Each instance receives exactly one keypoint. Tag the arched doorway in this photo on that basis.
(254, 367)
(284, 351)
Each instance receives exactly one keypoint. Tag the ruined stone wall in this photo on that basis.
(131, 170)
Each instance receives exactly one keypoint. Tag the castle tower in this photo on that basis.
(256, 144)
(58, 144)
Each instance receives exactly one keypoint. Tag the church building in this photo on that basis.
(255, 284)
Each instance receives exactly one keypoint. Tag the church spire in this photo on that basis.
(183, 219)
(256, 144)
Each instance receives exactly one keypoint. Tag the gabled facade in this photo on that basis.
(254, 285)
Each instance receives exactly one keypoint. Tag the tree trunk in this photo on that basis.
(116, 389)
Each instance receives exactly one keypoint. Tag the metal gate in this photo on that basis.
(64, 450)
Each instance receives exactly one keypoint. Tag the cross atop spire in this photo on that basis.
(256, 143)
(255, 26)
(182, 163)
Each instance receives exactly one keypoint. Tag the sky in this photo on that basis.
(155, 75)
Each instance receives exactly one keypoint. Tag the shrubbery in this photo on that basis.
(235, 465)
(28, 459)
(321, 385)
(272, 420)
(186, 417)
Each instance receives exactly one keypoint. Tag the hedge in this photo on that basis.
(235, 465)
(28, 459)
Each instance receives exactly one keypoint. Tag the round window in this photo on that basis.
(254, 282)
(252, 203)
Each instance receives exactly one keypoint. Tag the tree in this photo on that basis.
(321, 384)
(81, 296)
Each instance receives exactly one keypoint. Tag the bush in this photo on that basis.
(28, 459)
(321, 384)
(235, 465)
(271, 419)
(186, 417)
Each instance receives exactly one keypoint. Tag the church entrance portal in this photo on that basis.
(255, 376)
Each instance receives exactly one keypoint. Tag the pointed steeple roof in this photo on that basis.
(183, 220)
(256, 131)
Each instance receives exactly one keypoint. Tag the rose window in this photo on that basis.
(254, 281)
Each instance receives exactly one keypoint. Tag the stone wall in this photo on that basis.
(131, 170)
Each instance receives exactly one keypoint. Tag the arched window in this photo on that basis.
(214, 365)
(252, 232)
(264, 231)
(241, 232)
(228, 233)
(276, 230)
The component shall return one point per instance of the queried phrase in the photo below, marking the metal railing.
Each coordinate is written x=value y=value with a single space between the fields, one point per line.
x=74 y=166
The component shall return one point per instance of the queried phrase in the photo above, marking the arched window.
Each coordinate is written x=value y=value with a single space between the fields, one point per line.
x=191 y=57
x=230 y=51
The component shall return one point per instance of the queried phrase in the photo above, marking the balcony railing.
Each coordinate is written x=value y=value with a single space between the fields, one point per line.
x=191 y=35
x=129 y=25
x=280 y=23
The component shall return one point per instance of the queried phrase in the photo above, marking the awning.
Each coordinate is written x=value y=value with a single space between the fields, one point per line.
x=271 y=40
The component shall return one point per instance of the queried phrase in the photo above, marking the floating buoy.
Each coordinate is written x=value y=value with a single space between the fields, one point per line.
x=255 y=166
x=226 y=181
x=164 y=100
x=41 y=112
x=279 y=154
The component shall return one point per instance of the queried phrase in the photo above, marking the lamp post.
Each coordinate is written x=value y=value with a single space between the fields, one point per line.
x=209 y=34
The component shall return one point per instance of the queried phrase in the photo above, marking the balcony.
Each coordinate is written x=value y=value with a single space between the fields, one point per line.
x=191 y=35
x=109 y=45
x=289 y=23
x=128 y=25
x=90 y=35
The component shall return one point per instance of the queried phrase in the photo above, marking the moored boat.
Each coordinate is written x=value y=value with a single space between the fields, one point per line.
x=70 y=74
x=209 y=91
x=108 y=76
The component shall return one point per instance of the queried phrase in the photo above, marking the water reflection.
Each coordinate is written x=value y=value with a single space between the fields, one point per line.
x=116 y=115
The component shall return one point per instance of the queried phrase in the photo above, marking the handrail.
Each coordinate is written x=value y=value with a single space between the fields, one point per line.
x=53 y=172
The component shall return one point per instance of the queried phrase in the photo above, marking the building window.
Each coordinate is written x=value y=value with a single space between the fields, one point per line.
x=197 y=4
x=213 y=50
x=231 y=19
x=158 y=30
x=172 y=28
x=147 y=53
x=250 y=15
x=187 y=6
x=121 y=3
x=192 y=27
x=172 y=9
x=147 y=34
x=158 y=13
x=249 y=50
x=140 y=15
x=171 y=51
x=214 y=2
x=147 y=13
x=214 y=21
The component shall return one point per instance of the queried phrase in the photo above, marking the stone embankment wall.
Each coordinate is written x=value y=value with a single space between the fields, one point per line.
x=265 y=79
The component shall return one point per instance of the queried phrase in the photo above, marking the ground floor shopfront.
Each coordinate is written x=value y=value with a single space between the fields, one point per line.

——————————

## SHORT PROBLEM
Your task is to output exactly the lines running from the one with "stone embankment wall." through the final line of the material above, with both ends included.

## FINAL ANSWER
The component shall return one point per instance of the queried phrase in the photo above, marking the stone embankment wall.
Each coordinate is written x=value y=value with a single space between the fields, one point per line.
x=265 y=79
The component shall return one point per instance of the queried phrase in the photo above, marking the ground floor shopfront.
Each coordinate is written x=value y=value with a single space between the fields, one point per line.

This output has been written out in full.